_TASK GOAL_
Format the lines of the listing below from the line with "Can you find the palm" to the line with "point(407, 261)", both included, as a JSON array with one string per line and no blank lines. Give only those lines.

_TASK INPUT_

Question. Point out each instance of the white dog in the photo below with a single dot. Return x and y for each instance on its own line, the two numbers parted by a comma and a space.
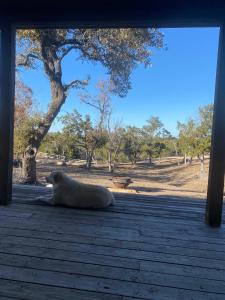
72, 193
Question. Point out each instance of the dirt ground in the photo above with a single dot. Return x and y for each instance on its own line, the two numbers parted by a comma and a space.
164, 177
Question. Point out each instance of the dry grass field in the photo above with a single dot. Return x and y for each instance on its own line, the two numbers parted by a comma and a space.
164, 177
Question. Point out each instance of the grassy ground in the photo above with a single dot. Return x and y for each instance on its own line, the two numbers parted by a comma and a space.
162, 178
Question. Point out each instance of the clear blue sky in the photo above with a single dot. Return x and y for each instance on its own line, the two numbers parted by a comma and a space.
181, 79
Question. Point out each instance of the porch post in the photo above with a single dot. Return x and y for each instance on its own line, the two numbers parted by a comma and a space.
7, 82
217, 157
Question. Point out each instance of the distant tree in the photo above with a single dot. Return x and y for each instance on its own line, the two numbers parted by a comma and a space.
151, 133
58, 143
84, 134
195, 136
26, 121
116, 137
204, 132
187, 139
118, 50
132, 143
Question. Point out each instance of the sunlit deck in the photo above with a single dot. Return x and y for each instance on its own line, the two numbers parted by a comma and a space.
142, 248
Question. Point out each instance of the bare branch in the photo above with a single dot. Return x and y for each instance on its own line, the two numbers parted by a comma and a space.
65, 51
26, 60
78, 84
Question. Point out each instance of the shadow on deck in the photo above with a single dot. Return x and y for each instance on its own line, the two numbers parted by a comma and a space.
142, 248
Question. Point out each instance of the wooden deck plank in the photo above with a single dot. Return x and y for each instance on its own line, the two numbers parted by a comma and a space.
102, 285
142, 248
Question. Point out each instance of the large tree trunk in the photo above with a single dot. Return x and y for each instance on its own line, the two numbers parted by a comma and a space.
59, 91
202, 169
110, 165
29, 166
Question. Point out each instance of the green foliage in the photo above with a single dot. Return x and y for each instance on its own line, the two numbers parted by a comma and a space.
195, 136
84, 135
119, 50
132, 143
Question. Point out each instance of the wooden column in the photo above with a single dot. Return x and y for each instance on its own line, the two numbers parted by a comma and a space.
217, 157
7, 82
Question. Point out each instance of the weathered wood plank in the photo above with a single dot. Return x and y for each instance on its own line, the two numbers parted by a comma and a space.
75, 245
31, 291
94, 284
104, 254
133, 231
217, 158
7, 82
158, 279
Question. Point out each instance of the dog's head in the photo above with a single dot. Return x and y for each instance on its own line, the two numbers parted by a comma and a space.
55, 177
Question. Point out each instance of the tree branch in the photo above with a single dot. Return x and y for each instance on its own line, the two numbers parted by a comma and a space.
26, 60
75, 84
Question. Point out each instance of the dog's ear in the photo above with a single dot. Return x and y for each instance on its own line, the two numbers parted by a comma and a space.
57, 177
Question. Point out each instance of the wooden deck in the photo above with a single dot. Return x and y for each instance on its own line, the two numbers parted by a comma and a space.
142, 248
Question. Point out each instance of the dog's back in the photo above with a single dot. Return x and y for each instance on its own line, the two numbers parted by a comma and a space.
72, 193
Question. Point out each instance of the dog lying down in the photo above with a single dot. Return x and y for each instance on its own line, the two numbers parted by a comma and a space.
72, 193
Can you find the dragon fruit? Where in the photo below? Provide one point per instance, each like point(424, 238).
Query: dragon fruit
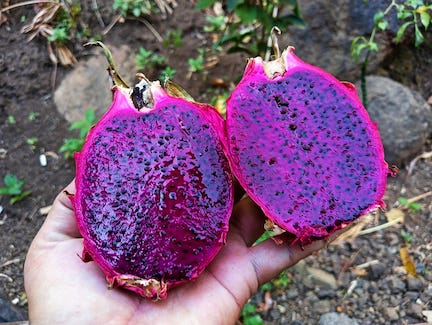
point(303, 147)
point(153, 189)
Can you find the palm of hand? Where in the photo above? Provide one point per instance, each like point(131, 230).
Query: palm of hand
point(62, 289)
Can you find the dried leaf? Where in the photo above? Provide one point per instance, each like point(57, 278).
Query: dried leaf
point(354, 230)
point(395, 214)
point(407, 261)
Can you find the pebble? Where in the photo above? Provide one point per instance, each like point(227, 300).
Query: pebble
point(325, 293)
point(397, 285)
point(411, 295)
point(377, 271)
point(414, 284)
point(292, 293)
point(333, 318)
point(322, 306)
point(391, 313)
point(322, 278)
point(415, 310)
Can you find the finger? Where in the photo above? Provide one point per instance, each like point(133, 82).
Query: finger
point(248, 220)
point(238, 191)
point(61, 223)
point(270, 258)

_OUTPUT OF THE TASK_
[
  "Can you find the palm of hand? Where in the photo above? Provide one point per instance, each like point(131, 230).",
  "Query: palm of hand",
  "point(62, 289)",
  "Can you find the dried leaf? Where in the photo above? Provide one point per instance, each like point(57, 278).",
  "Query: dried leaf",
  "point(354, 230)",
  "point(395, 214)",
  "point(407, 261)"
]